→ **YOUR GOAL**
Transcribe each record exactly; skip any picture.

→ **EXERCISE MATERIAL**
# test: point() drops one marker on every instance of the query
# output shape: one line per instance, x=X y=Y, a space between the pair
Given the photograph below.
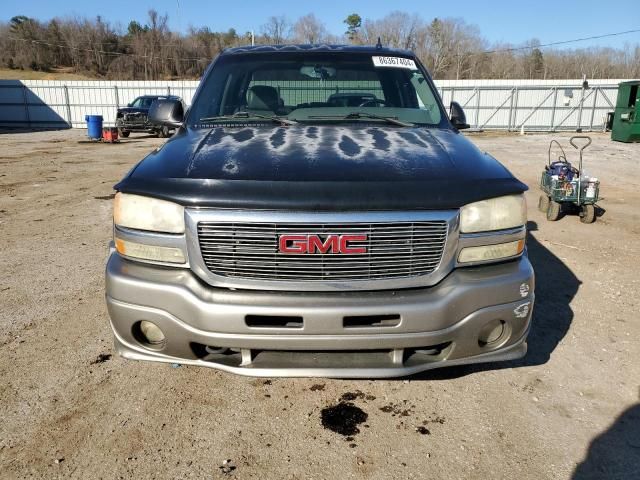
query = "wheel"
x=553 y=212
x=543 y=203
x=588 y=214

→ **EXERCISE RESULT**
# test: point() drops one marker on every instance of the query
# output shape: one line per instance, x=X y=Y, a space between the pair
Given the photograph below.
query = "wheel"
x=553 y=212
x=543 y=203
x=588 y=214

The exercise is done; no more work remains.